SET PROBLEM:
Reproduce the stretch of the records from the start through the line containing "[414,114,427,185]", word for word, omitting the pictures.

------ DATASET ROWS ------

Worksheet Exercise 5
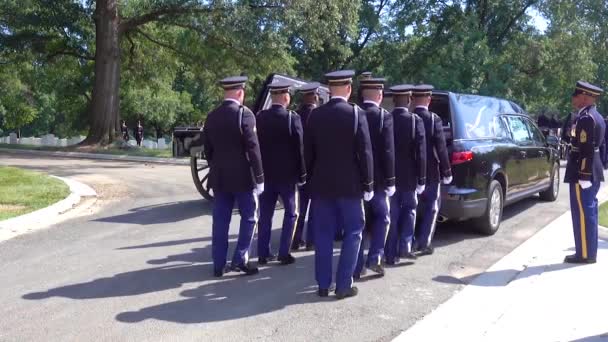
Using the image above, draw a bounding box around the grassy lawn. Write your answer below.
[0,167,70,220]
[600,202,608,228]
[0,144,172,158]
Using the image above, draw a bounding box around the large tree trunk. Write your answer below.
[82,0,120,145]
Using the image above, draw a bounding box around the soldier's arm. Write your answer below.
[304,111,315,179]
[382,112,395,187]
[202,119,213,162]
[433,114,452,177]
[291,113,306,183]
[242,108,264,184]
[576,115,595,181]
[356,109,374,192]
[414,114,427,185]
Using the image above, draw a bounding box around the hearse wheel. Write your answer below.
[474,180,504,235]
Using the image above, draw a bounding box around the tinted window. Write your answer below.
[526,120,545,144]
[454,95,515,139]
[508,116,532,144]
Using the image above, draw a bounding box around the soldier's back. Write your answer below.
[306,99,367,198]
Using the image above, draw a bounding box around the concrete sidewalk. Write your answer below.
[394,188,608,342]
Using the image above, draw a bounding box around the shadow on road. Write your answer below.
[95,200,212,225]
[433,263,585,287]
[116,255,324,324]
[570,331,608,342]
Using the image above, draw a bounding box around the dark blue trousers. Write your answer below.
[211,191,258,271]
[258,184,298,258]
[570,182,601,259]
[414,182,441,250]
[355,190,391,274]
[385,190,418,262]
[293,185,314,245]
[312,198,365,291]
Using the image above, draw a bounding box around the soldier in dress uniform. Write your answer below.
[564,81,606,264]
[203,76,264,277]
[135,120,144,146]
[257,82,306,265]
[304,70,374,299]
[385,84,427,265]
[412,85,452,255]
[354,78,395,279]
[291,82,320,251]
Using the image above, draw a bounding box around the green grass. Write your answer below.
[0,167,70,220]
[600,202,608,227]
[0,144,172,158]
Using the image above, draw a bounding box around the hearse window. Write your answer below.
[456,95,508,139]
[490,116,509,138]
[509,116,533,145]
[526,119,545,145]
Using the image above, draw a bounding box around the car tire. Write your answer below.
[539,164,560,202]
[474,180,504,235]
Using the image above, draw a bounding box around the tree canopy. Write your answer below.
[0,0,608,143]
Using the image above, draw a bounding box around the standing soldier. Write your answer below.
[412,85,452,255]
[304,70,374,299]
[120,120,129,143]
[564,81,606,264]
[291,82,320,251]
[203,76,264,277]
[386,84,427,265]
[135,120,144,146]
[257,82,306,265]
[354,78,395,279]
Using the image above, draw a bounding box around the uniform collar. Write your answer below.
[224,98,241,106]
[331,96,348,102]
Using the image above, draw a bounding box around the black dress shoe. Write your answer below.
[401,252,418,260]
[418,246,435,256]
[564,254,597,264]
[291,241,305,252]
[279,254,296,265]
[336,286,359,299]
[234,264,260,275]
[258,254,277,265]
[367,265,384,277]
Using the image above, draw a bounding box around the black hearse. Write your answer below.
[173,74,560,234]
[383,91,560,234]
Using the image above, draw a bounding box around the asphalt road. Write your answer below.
[0,154,569,342]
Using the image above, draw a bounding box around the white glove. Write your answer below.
[416,184,426,195]
[253,183,264,196]
[578,181,593,190]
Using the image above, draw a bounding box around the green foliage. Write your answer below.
[0,0,608,136]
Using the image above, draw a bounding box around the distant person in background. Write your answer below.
[120,120,129,142]
[135,120,144,146]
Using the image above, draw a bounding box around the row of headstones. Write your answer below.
[0,133,169,149]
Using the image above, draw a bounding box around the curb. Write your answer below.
[392,186,608,342]
[0,147,190,165]
[0,176,97,242]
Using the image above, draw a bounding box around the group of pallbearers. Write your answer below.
[203,70,452,299]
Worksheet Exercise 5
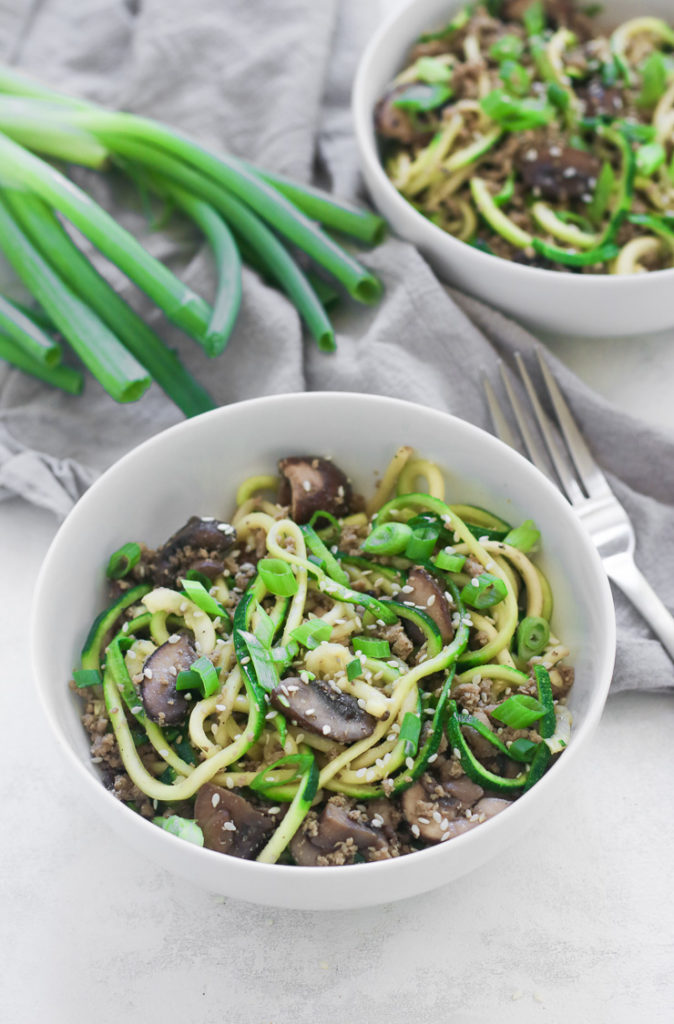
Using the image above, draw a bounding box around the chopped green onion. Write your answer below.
[346,657,363,683]
[106,542,140,580]
[235,630,279,692]
[257,558,299,597]
[405,525,439,561]
[398,711,421,758]
[636,50,667,110]
[73,669,103,690]
[153,814,204,846]
[414,57,452,85]
[352,637,391,657]
[361,522,412,555]
[393,82,453,114]
[490,33,524,61]
[517,615,550,662]
[175,657,220,697]
[490,693,545,729]
[290,618,332,650]
[534,665,557,739]
[433,551,466,572]
[522,0,545,36]
[508,736,539,762]
[248,754,313,800]
[461,572,508,609]
[503,519,541,554]
[182,579,229,622]
[546,82,571,111]
[495,60,532,96]
[479,89,554,131]
[635,142,667,178]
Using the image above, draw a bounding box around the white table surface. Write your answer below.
[0,0,674,1011]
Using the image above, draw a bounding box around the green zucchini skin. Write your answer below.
[81,583,152,672]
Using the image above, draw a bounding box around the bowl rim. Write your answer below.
[351,0,674,291]
[30,391,616,888]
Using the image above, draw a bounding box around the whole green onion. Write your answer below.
[257,558,298,597]
[361,522,412,555]
[517,615,550,662]
[106,541,140,580]
[352,637,391,657]
[0,190,151,401]
[461,572,508,610]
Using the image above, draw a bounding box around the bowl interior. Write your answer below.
[33,393,615,905]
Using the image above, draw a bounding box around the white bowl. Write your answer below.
[351,0,674,337]
[32,393,615,909]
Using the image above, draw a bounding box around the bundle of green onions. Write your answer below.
[0,68,384,416]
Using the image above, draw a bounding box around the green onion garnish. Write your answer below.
[503,519,541,554]
[517,615,550,662]
[361,522,412,555]
[491,693,545,729]
[106,541,140,580]
[393,82,453,114]
[490,34,524,61]
[461,572,508,610]
[257,558,298,597]
[346,657,363,683]
[175,657,220,697]
[405,525,439,562]
[433,551,466,572]
[73,669,103,690]
[290,618,332,650]
[182,579,229,622]
[153,814,204,846]
[352,637,391,657]
[398,711,421,758]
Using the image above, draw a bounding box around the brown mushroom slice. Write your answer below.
[269,677,377,743]
[195,782,276,860]
[155,515,237,586]
[375,83,434,145]
[140,636,197,725]
[290,800,388,866]
[279,455,351,524]
[401,565,454,644]
[515,142,601,201]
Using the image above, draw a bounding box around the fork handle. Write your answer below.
[603,554,674,660]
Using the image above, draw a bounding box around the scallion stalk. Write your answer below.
[12,193,215,417]
[0,192,151,401]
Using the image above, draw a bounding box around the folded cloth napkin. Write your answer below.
[0,0,674,690]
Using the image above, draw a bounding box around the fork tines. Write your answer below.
[485,345,608,504]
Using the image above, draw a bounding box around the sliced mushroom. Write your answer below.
[140,636,197,725]
[270,677,377,743]
[515,142,601,200]
[155,515,237,587]
[279,455,351,523]
[290,800,388,866]
[401,565,454,644]
[195,782,277,860]
[375,84,433,145]
[578,78,625,118]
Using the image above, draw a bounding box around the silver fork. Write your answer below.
[485,347,674,659]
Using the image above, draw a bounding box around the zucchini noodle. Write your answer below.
[76,446,571,863]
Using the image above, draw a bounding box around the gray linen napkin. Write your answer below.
[0,0,674,691]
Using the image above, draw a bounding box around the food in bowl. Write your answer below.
[375,0,674,274]
[73,447,574,866]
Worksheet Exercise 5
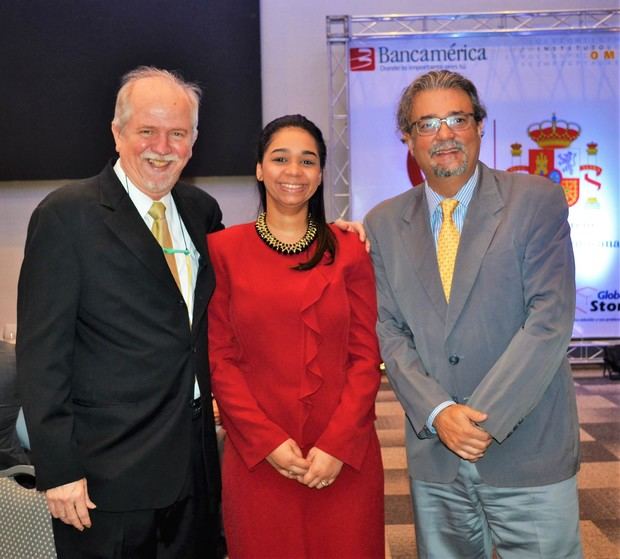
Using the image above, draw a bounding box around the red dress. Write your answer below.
[208,223,384,559]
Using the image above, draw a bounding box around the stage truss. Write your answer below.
[325,8,620,218]
[325,8,620,365]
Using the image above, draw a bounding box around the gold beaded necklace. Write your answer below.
[256,212,317,254]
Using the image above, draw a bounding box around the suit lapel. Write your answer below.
[401,186,447,321]
[100,165,178,291]
[446,165,504,336]
[172,188,215,332]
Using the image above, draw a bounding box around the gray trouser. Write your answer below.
[411,460,583,559]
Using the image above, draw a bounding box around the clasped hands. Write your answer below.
[45,478,96,532]
[433,404,493,462]
[267,439,343,489]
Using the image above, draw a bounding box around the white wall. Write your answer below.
[0,0,618,335]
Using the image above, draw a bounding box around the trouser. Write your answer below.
[52,408,223,559]
[412,460,583,559]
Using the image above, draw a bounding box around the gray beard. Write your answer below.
[432,156,467,177]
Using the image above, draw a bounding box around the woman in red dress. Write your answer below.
[208,115,384,559]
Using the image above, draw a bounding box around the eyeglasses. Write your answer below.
[411,113,474,136]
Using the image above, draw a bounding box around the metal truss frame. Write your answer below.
[325,8,620,218]
[325,8,620,356]
[567,338,620,365]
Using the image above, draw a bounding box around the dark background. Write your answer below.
[0,0,261,180]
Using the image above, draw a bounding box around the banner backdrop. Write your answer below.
[348,32,620,338]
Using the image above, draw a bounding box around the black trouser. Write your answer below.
[52,409,222,559]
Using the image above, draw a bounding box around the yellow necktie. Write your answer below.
[149,202,181,290]
[437,198,461,302]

------

COMPLETED EXERCISE:
Worksheet Exercise 5
Using the image above, draw a bounding box around the grassy lawn. Write your answer below.
[0,167,70,220]
[600,202,608,228]
[0,144,172,158]
Using the image above, draw a bounding box around the large tree trunk. Write your answer below.
[82,0,120,145]
Using the image above, draw a bounding box around the soldier's arm. Write your answer below.
[304,111,315,179]
[382,112,395,187]
[202,119,213,162]
[433,114,452,177]
[291,113,306,183]
[242,108,264,184]
[576,115,595,181]
[356,109,374,192]
[414,114,427,185]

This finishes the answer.